The answer must consist of each line below that holds the word "dress", copied as it stands.
(Beginning of Exercise materials)
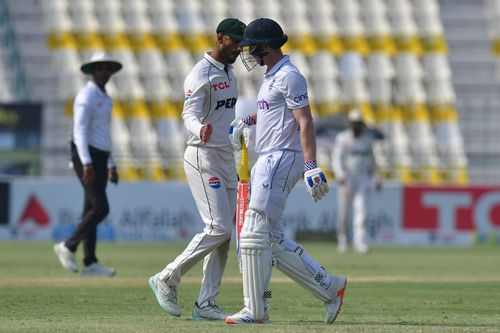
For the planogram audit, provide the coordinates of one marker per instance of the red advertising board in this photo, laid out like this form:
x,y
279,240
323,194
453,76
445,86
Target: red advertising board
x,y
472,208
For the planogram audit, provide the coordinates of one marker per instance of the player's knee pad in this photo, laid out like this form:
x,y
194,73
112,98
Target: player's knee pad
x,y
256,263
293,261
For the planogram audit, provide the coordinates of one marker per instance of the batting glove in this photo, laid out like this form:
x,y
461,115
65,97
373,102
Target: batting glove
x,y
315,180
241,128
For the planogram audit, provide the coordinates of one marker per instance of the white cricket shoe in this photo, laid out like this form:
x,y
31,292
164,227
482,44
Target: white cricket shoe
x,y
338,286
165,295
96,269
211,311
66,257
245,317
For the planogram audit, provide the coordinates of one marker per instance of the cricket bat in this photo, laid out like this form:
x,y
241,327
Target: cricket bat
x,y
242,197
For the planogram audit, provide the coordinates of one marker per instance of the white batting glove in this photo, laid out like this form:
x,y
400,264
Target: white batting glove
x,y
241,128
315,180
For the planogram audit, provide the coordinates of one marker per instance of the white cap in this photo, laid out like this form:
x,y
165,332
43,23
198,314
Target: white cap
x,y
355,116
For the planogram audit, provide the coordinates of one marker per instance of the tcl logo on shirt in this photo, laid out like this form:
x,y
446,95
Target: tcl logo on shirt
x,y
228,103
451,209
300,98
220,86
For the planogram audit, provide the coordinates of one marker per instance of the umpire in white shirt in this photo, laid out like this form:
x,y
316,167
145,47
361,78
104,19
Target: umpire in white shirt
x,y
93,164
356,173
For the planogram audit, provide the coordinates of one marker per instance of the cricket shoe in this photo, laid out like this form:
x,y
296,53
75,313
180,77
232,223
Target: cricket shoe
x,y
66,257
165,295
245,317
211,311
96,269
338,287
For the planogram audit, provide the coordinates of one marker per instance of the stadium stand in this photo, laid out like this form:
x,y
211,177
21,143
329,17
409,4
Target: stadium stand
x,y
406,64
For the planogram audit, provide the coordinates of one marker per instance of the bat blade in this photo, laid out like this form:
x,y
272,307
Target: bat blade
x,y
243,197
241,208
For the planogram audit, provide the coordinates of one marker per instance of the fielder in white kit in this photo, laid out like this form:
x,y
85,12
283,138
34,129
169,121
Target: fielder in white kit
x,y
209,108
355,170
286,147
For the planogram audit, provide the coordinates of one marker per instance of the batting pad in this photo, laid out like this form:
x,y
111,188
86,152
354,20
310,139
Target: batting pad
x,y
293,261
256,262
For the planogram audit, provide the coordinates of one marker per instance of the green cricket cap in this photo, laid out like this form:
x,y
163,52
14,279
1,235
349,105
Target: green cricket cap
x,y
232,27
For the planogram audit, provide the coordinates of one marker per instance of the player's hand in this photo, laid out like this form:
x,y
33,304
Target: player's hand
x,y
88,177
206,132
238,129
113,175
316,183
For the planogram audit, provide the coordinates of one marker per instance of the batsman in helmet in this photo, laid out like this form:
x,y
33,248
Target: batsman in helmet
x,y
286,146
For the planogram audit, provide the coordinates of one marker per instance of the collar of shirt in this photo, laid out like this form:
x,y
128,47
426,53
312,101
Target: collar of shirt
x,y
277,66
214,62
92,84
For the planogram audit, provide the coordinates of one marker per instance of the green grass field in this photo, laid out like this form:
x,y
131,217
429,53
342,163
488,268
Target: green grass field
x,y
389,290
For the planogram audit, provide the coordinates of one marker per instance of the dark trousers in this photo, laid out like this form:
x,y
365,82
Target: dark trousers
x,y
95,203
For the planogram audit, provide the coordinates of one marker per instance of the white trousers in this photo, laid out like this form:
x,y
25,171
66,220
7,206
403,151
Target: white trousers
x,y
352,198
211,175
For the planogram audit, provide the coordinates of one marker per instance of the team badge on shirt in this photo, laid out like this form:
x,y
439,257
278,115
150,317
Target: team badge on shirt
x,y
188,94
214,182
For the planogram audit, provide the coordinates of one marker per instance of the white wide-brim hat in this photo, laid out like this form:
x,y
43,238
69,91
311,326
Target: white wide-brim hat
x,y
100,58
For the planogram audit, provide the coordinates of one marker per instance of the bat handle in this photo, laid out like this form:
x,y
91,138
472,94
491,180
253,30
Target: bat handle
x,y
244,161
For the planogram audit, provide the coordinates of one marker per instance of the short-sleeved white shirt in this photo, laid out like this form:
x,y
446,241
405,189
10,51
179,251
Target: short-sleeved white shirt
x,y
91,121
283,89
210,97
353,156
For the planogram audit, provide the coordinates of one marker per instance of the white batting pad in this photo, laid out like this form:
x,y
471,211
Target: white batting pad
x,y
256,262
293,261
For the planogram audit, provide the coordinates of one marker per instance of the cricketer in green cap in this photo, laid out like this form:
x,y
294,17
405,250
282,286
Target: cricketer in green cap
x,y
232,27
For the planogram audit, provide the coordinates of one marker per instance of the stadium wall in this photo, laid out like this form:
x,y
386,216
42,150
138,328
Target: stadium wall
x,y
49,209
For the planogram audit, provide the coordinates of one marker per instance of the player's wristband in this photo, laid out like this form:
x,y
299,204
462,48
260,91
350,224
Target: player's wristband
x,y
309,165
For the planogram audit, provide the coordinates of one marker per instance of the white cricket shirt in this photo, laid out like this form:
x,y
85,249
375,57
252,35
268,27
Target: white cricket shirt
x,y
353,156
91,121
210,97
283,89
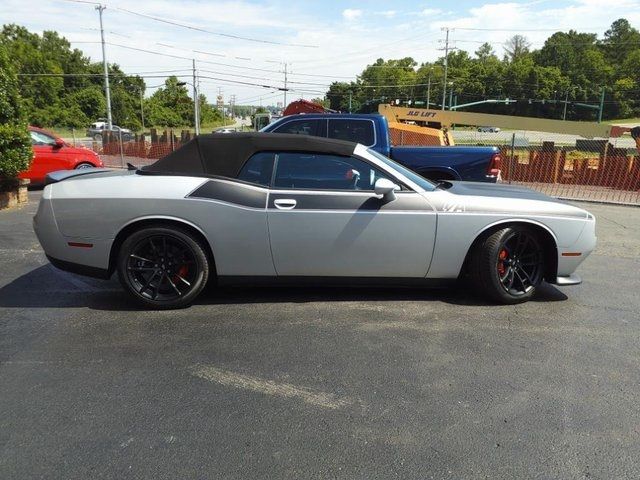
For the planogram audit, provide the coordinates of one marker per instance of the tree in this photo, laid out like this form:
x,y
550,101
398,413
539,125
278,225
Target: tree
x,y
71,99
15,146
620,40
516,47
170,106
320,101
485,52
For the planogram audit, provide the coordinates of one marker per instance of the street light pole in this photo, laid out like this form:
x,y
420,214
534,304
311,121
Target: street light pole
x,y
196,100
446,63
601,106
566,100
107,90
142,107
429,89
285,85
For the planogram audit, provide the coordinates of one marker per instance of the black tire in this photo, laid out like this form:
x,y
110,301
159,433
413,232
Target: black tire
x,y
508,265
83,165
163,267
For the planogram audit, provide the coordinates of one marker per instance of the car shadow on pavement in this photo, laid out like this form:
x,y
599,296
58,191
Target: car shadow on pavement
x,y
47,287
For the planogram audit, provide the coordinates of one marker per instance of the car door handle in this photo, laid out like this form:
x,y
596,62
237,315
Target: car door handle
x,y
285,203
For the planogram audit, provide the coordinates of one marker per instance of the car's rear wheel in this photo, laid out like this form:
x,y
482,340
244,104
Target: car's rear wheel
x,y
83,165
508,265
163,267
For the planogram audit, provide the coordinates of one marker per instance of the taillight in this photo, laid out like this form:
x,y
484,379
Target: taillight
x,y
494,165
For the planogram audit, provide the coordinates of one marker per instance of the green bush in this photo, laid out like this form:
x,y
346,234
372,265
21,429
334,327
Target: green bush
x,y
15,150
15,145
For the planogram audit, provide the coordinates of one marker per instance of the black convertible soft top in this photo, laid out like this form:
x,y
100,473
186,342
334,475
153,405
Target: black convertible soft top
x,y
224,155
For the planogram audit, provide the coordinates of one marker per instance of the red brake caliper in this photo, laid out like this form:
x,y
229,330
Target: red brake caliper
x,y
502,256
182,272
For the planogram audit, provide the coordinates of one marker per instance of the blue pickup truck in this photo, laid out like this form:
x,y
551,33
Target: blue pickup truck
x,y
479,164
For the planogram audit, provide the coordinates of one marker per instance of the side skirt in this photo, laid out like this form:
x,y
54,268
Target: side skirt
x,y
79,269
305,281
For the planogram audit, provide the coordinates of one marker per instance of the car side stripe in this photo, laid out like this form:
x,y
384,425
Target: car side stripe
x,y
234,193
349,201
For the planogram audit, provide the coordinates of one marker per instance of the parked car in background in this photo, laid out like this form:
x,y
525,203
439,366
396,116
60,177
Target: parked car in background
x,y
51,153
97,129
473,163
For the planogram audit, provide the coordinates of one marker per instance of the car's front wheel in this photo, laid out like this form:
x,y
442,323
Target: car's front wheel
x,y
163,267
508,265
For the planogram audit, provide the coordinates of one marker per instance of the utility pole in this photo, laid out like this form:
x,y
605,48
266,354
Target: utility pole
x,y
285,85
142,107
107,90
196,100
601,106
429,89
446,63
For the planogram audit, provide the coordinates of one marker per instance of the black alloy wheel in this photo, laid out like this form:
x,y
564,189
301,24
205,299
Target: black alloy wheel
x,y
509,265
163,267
(End of Exercise materials)
(Beginning of Exercise materials)
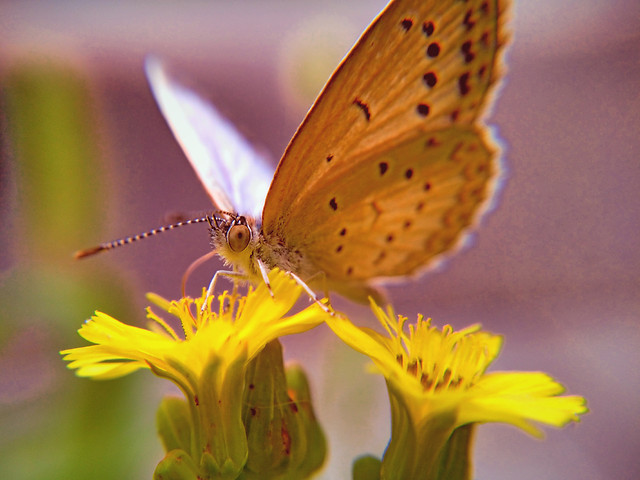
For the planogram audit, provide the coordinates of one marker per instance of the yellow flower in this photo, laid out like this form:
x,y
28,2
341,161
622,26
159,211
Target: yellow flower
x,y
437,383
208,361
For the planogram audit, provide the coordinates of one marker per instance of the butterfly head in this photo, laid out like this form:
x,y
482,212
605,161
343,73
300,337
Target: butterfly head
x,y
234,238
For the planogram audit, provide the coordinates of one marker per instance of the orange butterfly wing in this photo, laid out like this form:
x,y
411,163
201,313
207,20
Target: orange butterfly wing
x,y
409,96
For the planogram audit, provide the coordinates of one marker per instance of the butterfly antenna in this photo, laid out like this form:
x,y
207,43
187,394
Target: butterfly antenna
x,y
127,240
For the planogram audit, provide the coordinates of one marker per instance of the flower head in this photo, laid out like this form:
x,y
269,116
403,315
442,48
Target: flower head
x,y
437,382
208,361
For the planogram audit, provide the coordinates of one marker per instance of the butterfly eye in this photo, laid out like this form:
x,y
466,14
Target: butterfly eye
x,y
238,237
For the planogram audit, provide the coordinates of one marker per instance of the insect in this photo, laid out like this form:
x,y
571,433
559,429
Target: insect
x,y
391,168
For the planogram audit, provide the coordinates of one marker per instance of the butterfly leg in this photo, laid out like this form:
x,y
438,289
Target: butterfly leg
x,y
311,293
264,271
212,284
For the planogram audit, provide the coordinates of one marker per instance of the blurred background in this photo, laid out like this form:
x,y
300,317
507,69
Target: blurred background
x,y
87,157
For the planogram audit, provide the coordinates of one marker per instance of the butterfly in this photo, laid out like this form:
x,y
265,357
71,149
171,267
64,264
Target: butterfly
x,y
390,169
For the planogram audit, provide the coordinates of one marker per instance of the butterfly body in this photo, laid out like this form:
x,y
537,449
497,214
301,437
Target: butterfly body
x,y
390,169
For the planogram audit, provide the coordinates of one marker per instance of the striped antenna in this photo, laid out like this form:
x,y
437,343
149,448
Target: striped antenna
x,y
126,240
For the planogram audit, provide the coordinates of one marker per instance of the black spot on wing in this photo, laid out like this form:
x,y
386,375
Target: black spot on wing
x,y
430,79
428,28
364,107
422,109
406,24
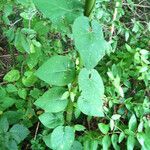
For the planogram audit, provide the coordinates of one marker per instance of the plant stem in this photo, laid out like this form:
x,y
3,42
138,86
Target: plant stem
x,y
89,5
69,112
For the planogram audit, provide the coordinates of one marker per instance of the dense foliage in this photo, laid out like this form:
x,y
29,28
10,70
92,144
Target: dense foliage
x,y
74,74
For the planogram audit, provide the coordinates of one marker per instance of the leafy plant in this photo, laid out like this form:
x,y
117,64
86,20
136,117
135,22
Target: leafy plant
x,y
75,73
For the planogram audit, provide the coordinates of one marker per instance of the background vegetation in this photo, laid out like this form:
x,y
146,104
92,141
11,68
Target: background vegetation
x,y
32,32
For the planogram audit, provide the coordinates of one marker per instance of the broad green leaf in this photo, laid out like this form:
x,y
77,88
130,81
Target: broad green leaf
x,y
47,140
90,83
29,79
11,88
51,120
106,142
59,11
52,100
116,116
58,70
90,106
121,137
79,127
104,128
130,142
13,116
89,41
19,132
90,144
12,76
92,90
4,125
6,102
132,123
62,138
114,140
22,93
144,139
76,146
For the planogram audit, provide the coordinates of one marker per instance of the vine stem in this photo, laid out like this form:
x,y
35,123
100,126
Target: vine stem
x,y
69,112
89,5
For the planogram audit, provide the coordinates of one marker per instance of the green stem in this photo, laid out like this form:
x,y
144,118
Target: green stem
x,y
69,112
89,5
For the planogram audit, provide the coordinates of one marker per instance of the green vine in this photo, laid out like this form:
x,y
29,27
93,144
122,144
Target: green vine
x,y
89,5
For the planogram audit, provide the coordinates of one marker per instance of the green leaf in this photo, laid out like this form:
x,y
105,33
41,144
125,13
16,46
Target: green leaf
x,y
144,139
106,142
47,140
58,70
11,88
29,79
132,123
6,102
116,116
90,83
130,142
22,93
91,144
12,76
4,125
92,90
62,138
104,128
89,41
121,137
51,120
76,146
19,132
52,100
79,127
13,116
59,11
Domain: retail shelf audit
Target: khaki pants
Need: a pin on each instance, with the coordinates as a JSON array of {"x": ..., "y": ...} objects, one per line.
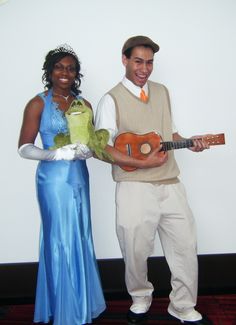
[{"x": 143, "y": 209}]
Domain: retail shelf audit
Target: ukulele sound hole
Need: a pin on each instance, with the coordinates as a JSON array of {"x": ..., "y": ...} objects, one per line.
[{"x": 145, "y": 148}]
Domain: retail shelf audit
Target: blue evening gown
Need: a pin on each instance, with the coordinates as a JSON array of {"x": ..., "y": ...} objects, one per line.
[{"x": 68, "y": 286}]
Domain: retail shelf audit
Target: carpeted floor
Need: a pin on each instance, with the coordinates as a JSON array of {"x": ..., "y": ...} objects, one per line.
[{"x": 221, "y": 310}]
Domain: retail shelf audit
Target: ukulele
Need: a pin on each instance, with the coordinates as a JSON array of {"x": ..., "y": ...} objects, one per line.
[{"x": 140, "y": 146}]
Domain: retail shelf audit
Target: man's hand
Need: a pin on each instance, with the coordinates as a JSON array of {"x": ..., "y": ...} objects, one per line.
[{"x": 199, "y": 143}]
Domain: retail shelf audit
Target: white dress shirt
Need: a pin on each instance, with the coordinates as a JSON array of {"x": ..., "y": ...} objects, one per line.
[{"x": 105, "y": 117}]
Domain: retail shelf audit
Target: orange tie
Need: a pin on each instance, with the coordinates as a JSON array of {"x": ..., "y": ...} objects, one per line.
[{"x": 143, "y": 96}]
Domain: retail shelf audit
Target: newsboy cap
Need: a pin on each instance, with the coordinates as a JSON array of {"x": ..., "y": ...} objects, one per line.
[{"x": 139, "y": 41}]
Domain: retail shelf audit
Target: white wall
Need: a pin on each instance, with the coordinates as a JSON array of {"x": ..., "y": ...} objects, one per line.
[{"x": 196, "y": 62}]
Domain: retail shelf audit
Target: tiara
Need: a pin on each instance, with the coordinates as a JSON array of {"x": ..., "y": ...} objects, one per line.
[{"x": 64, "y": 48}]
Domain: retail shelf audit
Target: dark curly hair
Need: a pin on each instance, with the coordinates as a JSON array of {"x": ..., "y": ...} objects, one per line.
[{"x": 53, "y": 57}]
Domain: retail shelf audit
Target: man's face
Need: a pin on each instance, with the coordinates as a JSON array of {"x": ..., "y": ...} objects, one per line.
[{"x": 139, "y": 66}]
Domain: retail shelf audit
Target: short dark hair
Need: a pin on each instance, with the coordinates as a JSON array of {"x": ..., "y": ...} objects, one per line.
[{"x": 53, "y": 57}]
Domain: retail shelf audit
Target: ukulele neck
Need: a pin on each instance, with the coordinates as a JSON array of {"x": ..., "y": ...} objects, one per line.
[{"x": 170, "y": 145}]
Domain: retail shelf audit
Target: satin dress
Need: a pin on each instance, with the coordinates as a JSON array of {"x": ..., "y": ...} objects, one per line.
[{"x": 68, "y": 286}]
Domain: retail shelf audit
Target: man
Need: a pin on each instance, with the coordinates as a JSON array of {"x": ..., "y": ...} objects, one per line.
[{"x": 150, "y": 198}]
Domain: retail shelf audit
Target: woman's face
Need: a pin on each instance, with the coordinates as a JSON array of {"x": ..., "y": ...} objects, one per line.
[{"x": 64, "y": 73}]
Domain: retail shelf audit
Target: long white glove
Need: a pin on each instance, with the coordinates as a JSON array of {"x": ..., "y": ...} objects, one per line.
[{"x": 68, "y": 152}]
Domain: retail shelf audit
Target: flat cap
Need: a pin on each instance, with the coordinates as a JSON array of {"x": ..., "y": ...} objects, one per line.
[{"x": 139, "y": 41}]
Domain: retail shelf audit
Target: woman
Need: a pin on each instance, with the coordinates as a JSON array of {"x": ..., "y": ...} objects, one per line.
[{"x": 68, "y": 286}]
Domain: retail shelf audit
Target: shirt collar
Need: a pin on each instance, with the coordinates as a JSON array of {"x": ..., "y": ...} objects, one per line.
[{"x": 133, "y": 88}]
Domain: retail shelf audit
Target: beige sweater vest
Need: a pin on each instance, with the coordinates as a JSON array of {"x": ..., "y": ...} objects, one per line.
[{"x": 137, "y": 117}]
(End of Exercise materials)
(Beginning of Exercise materials)
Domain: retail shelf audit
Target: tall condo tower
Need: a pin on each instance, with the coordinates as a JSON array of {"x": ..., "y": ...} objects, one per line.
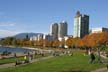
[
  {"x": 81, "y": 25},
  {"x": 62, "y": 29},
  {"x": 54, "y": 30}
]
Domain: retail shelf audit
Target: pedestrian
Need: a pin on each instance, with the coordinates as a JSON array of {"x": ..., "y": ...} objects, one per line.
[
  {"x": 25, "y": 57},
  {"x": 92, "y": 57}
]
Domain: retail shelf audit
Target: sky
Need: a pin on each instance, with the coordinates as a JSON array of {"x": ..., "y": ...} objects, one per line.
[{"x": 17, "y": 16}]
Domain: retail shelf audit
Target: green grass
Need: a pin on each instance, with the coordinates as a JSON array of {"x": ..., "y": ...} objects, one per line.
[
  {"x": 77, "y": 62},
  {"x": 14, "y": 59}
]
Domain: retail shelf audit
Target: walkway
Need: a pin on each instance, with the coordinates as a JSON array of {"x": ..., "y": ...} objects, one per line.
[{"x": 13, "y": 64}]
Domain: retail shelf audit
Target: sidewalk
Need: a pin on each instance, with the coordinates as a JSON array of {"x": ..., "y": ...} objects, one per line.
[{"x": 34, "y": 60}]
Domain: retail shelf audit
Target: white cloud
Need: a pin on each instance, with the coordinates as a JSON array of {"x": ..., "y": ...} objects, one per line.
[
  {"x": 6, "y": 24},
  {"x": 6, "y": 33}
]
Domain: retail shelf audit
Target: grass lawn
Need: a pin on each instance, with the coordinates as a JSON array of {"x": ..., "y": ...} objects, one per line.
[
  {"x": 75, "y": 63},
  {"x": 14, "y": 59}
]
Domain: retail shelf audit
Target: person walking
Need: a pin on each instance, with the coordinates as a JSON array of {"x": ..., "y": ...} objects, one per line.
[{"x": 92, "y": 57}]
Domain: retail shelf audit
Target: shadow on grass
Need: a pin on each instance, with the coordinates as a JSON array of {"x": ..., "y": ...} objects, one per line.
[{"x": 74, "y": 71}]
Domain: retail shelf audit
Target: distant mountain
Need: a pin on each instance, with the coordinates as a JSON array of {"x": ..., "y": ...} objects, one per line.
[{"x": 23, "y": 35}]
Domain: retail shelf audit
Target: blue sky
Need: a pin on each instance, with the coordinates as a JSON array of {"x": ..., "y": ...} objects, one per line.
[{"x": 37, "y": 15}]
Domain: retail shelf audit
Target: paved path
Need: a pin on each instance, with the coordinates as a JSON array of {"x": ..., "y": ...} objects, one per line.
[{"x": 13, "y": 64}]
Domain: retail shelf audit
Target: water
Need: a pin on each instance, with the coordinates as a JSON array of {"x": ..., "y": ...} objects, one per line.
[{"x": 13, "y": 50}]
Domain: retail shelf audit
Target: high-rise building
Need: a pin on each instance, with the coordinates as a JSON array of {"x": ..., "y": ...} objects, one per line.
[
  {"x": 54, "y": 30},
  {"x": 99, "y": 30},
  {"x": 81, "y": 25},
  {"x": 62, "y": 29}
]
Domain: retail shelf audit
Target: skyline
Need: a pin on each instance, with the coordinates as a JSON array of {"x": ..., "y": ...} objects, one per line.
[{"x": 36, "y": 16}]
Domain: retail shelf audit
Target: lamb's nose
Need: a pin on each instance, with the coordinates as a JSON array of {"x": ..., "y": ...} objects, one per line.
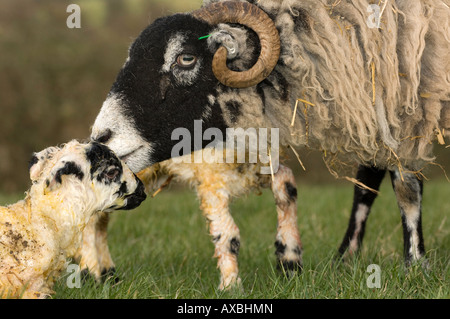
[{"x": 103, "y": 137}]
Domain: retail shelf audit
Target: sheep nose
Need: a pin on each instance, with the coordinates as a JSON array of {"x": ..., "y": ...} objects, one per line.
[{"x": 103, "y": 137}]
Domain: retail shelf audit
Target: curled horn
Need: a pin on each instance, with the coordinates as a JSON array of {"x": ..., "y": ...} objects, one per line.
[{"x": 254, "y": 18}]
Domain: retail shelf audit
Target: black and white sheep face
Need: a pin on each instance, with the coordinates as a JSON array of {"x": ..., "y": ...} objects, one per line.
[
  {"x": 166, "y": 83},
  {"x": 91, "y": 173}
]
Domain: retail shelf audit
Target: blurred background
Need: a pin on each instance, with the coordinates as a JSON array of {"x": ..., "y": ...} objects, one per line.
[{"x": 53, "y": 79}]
(End of Exercise materials)
Written answer »
Target: white dress shirt
Target: satin dress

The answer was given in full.